WORK INSTRUCTIONS: Write out each line beneath this one exactly as it reads.

DATASET EXCERPTS:
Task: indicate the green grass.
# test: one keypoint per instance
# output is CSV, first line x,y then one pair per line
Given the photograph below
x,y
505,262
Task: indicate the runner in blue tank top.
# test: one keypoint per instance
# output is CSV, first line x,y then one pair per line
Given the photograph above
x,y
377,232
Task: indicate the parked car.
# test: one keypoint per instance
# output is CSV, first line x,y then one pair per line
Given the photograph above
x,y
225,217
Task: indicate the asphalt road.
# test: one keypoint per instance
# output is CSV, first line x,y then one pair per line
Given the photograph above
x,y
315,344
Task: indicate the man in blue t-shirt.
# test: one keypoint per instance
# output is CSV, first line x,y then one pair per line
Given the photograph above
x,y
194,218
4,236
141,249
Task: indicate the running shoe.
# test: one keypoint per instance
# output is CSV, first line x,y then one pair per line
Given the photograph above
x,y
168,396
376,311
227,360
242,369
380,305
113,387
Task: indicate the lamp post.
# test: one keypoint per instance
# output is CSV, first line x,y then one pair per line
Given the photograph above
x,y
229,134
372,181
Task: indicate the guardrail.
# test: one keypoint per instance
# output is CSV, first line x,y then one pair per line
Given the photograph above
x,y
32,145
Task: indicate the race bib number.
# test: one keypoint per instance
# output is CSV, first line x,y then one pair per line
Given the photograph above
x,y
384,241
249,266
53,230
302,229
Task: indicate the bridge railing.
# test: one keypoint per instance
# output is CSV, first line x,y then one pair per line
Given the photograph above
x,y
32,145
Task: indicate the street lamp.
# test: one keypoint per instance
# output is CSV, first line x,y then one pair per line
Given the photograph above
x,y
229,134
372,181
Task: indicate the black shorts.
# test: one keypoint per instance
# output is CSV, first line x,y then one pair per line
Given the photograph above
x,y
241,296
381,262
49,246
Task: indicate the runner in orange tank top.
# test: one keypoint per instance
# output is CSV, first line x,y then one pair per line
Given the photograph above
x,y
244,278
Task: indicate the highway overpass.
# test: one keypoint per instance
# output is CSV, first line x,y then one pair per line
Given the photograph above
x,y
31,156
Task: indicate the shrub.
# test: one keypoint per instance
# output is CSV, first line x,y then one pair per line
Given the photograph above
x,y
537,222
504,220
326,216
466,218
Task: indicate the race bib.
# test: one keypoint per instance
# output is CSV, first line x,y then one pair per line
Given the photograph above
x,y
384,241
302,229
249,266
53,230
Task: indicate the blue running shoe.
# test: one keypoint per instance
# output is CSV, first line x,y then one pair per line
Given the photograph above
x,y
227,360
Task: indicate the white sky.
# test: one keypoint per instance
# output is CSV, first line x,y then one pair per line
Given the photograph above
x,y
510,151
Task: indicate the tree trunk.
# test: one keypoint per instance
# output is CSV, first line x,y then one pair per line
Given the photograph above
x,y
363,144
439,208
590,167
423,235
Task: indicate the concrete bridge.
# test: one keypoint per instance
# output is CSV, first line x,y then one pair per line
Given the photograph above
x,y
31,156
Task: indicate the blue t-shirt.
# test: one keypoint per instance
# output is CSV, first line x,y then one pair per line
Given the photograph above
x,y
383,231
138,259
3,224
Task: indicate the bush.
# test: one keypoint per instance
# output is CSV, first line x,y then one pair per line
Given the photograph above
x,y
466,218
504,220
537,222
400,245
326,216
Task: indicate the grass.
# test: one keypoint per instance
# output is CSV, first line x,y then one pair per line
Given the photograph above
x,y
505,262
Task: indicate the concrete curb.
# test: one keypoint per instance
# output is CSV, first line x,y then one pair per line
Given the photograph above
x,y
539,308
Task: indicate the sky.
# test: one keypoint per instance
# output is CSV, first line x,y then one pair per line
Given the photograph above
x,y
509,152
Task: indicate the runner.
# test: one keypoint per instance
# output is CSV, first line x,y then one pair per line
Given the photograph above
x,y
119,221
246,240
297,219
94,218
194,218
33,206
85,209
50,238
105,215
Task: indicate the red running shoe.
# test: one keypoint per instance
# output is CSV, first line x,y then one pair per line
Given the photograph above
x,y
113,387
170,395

EXERCISE RESULT:
Task: indicate the green grass.
# test: one keypoint per instance
# output is CSV, first line x,y then one pair per line
Given the photograph below
x,y
505,262
Task: indicate the runner in blue tank top.
# test: one keypoint per instance
# output is CSV, first line x,y then one pair per line
Given the photograph above
x,y
377,232
Task: indicate the parked car.
# test: one keypoint per instance
# output is CSV, first line x,y then one pair per line
Given the photograph above
x,y
225,217
Task: indicate the asphalt road.
# test: one keypoint per instance
# output is CSV, first line x,y then one pair per line
Given the photograph above
x,y
315,344
Task: indicate the man in blue t-shirt.
# test: one keypoint per instance
# output is CSV, first line x,y then one pair per line
Given the photograph above
x,y
194,218
4,236
141,249
Task: indicate the running shoe.
# test: one keypoint per instance
# output is CSV, first line x,y then one pair per line
Given the photograph above
x,y
168,396
376,311
227,360
242,369
380,305
113,387
Task: indicate the lamp post.
# test: one keypoint per instance
# output is CSV, first line x,y then one pair per line
Given the photograph above
x,y
229,134
372,181
Task: indicate the guardrail.
# test: one keypoint per instance
# output is CSV, first line x,y then one pair per line
Given the photograph above
x,y
32,145
Task: indicate the race bib number.
# test: one keypoint per instance
# output is CSV, first line x,y then one pair per line
Given the photograph above
x,y
384,241
249,266
53,230
302,229
Task: indicate the bridge railing.
# test: one keypoint per instance
# output is CSV, first line x,y then one pair per line
Given the photograph above
x,y
32,145
Task: indicate the street lamp.
# test: one keypoint per instance
# output is CSV, first line x,y then one pair per line
Given the photograph above
x,y
229,134
372,181
Task: indicate the black shorts.
# test: one keypoint per instance
# output is CSV, first line x,y then one pair per line
Given the photograph above
x,y
241,296
381,262
49,246
Task: indicate the runner in orange tank top.
# test: one keypoint per instance
# output is CSV, first line x,y then one pair per line
Given the photograph above
x,y
244,278
Task: indicate the highway overpass.
# test: one keypoint per instance
# output is CSV, first line x,y then one pair per line
Given the photograph above
x,y
31,156
Task: indicate the shrub.
# test: one keypoint per instance
# output is CSV, first line x,y then one pair per line
Given the photograph above
x,y
537,222
504,220
326,216
466,218
Task: indicate the race bib.
# test: one keypoint per instance
# output is CSV, first line x,y then one pair per line
Given the photograph above
x,y
384,241
302,229
249,266
53,230
Task: indicate the blue running shoe.
# test: one keypoint per instance
# output is CSV, first line x,y then one pair per line
Given the photograph above
x,y
227,360
Task: indicate the white sky.
# test: one keypoint per instance
# output is CSV, first line x,y then one pair per line
Given the photograph above
x,y
510,151
Task: indicate the tree trunk.
# test: one keypoint per instance
# output is CSV, first line x,y then one pair per line
Given the photograph above
x,y
363,144
439,208
590,167
423,235
Task: indicate the concrete bridge.
# test: one keypoint per instance
# output is CSV, first line x,y then one pair per line
Given the photograph above
x,y
31,156
Task: indicate the blue t-shirt.
# test: one keypoint per instance
# output is CSV, first line x,y then one pair per line
Given the photograph above
x,y
383,231
138,259
3,224
Task: indicate the bush.
# test: one keypoint per instance
# output is CSV, first line x,y then one pair per line
Given the photograph above
x,y
466,218
504,220
537,222
400,245
326,216
Task: indicate the grass.
# test: one keypoint per instance
# output is CSV, first line x,y then one pair per line
Given the photograph above
x,y
505,262
Task: indicate the concrete curb.
# test: one keypoint per instance
# output is CSV, first line x,y then one pair per line
Given the photograph above
x,y
539,308
Task: indicate the sky.
# test: one keypoint per instance
# output is CSV, first line x,y then one pair per line
Given the photograph above
x,y
509,152
Task: indicate the runner.
# test: one keypoint per instance
# output is CSV, first line x,y then one pair per line
Given the photograph above
x,y
119,221
246,240
297,219
94,218
194,218
33,206
85,209
50,238
105,215
Task: indicate the red running shoe.
# test: one keypoint per instance
# output is CSV, first line x,y then one pair per line
Given the photograph above
x,y
113,387
170,395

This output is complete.